#### [TASK DIRECTIONS]
Reproduce the portion of the jsonlite text between "Use toJSON() to" and "pretty = TRUE)", inclusive, renaming "score" to "points" wherever it occurs.

#### [TEXT]
The jsonlite package is available on CRAN and can be installed with:

install.packages("jsonlite")
library(jsonlite)

Reading JSON into R

The primary function for reading JSON is fromJSON(). It accepts URLs, file paths, or character strings:

# From a URL (JSONPlaceholder API example)
users <- fromJSON("https://jsonplaceholder.typicode.com/users")

# From a local file
data <- fromJSON("data.json")

# From a character string
json_str <- '{"name": "Alice", "age": 30}'
person <- fromJSON(json_str)

The function automatically converts JSON arrays to R vectors and objects to data frames or lists depending on the structure.

Writing R objects to JSON

Use toJSON() to convert R objects to JSON format:

# Simple example
df <- data.frame(
  name = c("Alice", "Bob"),
  score = c(95, 87)
)

json_output <- toJSON(df, pretty = TRUE)
cat(json_output)

#### [GIVEN RECORDS]
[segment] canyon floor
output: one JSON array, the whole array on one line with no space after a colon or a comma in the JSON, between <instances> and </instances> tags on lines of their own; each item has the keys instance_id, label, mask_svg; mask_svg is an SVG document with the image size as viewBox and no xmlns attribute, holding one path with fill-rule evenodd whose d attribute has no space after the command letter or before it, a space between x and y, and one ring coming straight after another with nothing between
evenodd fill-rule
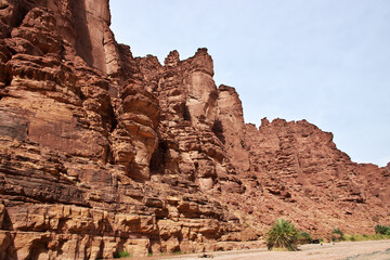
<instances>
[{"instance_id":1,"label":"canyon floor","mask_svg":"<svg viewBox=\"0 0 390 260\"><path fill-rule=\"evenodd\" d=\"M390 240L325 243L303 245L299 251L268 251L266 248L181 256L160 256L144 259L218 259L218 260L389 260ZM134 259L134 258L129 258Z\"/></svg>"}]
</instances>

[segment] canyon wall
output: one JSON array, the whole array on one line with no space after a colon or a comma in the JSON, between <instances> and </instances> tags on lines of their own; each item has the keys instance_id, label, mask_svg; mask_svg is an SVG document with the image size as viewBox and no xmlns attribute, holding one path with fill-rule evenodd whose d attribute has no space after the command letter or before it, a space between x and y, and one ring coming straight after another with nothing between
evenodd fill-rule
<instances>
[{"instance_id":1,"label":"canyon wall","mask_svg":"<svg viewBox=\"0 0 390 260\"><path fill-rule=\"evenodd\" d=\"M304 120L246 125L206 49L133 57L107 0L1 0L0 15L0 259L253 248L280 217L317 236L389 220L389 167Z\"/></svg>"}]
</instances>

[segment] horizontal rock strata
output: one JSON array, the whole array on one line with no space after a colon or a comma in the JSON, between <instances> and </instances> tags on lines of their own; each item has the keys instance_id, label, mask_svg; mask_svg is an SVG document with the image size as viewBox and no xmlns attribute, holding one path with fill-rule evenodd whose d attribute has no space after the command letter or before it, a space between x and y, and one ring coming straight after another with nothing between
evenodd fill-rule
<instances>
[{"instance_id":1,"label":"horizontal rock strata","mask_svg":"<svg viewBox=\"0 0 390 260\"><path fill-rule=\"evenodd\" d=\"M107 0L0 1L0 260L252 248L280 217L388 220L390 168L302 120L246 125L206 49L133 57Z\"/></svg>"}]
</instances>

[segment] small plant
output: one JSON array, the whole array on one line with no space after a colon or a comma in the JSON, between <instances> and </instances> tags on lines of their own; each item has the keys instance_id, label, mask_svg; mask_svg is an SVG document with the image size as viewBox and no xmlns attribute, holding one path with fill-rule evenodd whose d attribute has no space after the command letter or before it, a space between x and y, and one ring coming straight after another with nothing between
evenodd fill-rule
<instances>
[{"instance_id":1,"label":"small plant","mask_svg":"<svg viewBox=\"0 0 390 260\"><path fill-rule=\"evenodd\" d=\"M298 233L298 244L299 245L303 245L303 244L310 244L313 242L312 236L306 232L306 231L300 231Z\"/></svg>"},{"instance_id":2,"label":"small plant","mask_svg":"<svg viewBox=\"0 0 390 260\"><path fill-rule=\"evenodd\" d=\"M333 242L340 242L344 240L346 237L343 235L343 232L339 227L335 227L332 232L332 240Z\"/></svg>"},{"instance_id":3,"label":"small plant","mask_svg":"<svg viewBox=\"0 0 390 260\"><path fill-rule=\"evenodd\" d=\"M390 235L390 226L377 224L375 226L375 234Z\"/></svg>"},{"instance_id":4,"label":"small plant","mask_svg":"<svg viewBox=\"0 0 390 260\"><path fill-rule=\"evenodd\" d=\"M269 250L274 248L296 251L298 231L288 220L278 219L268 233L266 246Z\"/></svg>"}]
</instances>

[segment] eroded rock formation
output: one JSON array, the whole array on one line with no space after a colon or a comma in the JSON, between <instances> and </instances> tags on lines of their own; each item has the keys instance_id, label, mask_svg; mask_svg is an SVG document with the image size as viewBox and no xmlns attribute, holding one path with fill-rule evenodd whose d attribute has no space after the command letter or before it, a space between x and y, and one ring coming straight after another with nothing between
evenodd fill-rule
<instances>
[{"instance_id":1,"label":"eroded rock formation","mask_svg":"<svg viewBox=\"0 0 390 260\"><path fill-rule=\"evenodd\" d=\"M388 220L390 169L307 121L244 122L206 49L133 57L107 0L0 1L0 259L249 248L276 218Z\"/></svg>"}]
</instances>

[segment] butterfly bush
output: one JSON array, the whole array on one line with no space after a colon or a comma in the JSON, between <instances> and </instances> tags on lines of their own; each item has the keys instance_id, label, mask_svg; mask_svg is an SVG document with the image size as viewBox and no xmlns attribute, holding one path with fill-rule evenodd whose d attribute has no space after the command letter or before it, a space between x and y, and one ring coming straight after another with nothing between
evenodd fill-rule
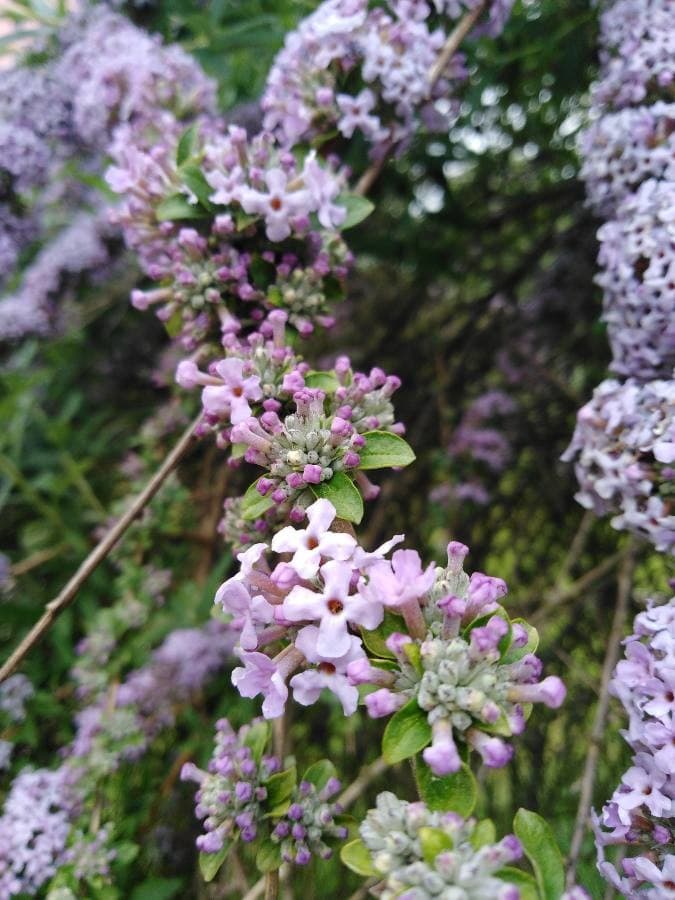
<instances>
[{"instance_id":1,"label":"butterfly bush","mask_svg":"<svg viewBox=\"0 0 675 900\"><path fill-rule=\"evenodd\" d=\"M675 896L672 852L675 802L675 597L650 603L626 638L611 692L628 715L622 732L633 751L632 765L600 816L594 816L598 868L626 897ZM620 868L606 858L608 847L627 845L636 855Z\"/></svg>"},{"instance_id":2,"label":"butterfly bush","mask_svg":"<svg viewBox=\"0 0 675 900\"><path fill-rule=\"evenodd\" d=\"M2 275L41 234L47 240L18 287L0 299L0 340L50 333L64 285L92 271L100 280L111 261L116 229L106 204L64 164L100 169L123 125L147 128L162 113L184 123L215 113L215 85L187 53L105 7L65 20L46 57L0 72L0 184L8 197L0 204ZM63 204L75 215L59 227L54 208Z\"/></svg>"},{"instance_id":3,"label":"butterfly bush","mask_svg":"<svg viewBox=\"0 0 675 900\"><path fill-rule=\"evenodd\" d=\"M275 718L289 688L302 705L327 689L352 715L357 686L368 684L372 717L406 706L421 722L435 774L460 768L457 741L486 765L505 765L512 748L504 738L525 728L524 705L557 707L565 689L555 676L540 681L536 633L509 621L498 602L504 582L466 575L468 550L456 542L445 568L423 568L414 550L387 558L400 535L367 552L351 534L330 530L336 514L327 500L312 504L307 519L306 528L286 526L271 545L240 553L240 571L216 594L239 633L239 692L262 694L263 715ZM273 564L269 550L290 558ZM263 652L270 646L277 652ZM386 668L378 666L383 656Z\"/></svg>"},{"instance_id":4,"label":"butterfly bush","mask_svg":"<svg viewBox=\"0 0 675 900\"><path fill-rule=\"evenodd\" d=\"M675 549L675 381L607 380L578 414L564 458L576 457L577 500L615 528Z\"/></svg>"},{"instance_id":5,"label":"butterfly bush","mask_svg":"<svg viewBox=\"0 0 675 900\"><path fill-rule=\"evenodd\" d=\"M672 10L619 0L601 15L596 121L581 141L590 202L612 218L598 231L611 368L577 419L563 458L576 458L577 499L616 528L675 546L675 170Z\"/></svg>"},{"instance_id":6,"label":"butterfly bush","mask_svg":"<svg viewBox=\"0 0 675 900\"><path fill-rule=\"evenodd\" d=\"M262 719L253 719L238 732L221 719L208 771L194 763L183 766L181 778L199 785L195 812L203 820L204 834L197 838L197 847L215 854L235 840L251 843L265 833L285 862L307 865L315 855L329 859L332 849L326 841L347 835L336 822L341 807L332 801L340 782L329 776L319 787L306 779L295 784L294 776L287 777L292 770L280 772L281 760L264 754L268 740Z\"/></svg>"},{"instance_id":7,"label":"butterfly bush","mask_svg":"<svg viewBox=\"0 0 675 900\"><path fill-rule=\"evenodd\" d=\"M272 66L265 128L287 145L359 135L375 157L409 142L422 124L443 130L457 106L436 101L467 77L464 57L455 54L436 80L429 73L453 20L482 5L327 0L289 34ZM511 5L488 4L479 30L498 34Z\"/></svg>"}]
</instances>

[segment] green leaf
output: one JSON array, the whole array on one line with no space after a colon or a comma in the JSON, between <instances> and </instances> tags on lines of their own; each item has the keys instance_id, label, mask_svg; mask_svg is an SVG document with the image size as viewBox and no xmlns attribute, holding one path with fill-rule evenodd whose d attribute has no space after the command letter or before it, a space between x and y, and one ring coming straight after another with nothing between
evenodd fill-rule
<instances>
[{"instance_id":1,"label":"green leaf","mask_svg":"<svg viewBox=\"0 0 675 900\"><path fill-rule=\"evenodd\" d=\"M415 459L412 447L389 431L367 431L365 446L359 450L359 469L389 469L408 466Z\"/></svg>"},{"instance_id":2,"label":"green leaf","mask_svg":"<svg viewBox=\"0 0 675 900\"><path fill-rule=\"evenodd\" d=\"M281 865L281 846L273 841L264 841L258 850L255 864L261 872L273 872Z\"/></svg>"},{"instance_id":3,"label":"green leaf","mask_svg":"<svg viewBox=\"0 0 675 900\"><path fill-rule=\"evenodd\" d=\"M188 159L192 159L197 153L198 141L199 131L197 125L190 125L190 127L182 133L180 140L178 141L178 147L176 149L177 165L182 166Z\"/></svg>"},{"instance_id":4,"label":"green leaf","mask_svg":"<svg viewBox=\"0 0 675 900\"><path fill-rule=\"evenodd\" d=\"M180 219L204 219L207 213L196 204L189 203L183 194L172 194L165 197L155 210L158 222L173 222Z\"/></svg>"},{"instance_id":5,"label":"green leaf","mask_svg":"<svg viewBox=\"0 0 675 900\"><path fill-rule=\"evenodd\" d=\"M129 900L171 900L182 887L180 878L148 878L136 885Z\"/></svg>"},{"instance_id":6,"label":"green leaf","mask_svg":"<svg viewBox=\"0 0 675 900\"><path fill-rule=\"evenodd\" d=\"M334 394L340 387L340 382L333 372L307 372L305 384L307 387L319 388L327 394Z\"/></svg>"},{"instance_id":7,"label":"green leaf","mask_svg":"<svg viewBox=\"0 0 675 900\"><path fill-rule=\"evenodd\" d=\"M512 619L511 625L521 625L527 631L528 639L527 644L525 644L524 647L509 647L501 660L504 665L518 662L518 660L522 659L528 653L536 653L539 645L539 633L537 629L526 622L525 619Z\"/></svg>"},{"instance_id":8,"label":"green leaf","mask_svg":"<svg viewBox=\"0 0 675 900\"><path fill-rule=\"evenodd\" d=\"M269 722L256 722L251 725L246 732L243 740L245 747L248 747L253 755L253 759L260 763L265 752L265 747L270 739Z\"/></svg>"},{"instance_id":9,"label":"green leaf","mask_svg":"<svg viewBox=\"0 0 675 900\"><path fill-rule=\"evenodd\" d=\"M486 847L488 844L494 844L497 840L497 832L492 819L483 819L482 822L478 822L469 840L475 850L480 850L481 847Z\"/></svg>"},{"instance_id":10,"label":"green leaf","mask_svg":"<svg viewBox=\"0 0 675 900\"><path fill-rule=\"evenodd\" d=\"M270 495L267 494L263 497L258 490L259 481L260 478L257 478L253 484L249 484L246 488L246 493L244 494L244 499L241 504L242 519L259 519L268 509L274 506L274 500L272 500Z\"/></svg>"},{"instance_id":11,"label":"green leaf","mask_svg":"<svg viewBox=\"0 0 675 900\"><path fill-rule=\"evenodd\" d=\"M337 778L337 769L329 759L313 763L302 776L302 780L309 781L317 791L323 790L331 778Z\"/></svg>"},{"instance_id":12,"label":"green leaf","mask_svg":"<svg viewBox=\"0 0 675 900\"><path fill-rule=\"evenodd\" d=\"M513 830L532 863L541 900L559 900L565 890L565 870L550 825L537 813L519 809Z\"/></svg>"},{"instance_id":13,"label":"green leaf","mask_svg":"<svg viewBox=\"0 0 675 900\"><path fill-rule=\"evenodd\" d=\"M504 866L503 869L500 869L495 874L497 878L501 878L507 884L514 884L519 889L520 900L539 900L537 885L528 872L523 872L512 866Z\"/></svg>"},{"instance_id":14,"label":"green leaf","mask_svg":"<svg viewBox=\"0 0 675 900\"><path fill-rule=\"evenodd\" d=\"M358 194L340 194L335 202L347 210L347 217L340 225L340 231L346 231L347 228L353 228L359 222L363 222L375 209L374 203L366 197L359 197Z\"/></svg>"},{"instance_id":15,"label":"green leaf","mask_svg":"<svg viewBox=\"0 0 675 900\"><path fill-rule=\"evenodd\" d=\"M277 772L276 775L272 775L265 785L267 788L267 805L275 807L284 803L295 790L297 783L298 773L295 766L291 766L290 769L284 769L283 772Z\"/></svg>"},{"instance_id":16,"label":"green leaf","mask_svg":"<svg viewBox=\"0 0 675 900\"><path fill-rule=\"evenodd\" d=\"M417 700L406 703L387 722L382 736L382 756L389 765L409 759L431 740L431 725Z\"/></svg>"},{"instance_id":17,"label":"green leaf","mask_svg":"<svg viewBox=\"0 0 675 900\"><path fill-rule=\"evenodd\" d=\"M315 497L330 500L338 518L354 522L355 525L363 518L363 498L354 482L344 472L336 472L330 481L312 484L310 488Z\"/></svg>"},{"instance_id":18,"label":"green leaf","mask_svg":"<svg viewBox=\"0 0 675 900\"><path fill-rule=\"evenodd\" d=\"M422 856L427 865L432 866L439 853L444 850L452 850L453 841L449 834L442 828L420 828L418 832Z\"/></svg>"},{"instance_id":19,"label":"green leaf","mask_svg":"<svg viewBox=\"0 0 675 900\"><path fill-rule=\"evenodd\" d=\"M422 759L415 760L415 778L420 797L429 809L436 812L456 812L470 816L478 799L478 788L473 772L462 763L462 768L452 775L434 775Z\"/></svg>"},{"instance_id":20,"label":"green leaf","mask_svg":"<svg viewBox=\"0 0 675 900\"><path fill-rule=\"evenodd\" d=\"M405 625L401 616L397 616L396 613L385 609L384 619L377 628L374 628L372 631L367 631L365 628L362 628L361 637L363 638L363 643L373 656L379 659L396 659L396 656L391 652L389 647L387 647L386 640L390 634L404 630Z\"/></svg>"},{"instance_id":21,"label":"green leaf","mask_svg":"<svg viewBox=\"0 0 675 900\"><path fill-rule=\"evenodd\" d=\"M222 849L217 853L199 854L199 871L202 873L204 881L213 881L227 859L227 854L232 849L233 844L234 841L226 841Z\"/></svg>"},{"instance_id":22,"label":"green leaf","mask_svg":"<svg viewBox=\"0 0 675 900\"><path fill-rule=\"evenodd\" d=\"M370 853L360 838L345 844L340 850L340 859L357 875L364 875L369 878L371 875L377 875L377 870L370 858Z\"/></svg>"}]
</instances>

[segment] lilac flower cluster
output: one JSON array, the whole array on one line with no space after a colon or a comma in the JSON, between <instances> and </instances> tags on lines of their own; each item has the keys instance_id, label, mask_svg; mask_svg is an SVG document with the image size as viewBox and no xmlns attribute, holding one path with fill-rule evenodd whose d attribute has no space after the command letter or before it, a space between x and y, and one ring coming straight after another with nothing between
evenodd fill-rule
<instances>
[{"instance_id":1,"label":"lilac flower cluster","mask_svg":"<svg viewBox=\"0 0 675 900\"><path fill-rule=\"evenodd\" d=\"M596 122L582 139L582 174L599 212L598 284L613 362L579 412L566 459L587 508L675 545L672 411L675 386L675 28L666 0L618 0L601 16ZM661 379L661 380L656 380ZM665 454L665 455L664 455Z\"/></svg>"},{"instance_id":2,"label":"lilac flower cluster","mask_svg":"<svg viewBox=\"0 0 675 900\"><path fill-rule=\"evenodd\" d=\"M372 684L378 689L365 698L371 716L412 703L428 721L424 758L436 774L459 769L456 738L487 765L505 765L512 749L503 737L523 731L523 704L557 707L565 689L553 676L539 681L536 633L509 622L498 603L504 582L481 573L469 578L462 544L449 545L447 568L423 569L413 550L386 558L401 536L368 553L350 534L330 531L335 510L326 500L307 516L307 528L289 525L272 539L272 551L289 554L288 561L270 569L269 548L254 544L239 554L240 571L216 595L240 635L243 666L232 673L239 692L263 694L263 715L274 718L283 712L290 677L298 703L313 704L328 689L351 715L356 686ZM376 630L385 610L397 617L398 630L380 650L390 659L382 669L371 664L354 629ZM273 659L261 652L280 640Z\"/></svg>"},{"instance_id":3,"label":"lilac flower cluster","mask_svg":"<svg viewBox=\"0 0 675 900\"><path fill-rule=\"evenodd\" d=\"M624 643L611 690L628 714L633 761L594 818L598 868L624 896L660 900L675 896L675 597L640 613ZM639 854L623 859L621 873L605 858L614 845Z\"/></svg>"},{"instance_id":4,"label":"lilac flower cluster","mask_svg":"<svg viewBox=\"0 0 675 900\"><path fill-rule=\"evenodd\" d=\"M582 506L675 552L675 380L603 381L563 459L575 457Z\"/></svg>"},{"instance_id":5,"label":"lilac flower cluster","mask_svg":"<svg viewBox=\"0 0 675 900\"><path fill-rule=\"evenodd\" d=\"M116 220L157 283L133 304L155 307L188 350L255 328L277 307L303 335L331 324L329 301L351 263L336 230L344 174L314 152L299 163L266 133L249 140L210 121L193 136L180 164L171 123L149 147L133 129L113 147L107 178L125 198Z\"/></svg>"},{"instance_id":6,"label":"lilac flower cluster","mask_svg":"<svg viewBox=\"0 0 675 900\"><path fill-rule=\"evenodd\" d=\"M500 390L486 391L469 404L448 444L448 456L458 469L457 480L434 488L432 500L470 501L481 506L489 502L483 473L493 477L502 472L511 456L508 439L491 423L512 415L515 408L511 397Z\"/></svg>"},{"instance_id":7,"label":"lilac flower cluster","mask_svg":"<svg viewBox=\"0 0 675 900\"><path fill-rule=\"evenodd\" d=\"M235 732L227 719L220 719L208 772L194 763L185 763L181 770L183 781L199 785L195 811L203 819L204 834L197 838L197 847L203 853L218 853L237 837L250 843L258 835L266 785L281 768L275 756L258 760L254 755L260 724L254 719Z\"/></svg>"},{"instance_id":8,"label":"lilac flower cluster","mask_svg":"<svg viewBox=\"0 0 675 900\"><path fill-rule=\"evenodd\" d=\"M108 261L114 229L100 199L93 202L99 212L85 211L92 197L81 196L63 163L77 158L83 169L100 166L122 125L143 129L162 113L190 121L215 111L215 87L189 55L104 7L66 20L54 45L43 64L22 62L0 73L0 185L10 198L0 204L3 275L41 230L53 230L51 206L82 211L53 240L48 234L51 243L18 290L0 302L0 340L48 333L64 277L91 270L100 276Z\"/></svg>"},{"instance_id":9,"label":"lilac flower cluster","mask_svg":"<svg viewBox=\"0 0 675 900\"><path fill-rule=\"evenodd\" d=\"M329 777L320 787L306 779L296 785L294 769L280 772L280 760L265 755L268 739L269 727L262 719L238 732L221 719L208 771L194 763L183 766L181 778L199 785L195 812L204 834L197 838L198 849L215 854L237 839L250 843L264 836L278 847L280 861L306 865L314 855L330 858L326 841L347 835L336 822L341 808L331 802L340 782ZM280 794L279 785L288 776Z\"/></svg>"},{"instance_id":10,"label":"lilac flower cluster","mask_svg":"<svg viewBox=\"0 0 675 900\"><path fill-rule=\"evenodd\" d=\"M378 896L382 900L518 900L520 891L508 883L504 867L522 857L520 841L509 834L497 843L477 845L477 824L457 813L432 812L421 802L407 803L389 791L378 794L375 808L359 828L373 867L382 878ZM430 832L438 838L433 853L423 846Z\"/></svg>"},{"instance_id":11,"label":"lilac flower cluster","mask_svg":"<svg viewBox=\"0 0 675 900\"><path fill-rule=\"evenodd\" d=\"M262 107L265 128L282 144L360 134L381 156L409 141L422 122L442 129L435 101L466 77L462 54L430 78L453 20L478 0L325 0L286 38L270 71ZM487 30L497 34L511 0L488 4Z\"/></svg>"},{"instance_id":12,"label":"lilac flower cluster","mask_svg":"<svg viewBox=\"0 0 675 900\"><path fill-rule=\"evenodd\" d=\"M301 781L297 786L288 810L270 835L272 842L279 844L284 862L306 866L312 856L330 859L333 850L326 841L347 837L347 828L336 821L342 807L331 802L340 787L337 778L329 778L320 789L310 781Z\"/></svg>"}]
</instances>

#### [SOLUTION FOR THIS EXERCISE]
Use toJSON() to convert R objects to JSON format:

# Simple example
df <- data.frame(
  name = c("Alice", "Bob"),
  points = c(95, 87)
)

json_output <- toJSON(df, pretty = TRUE)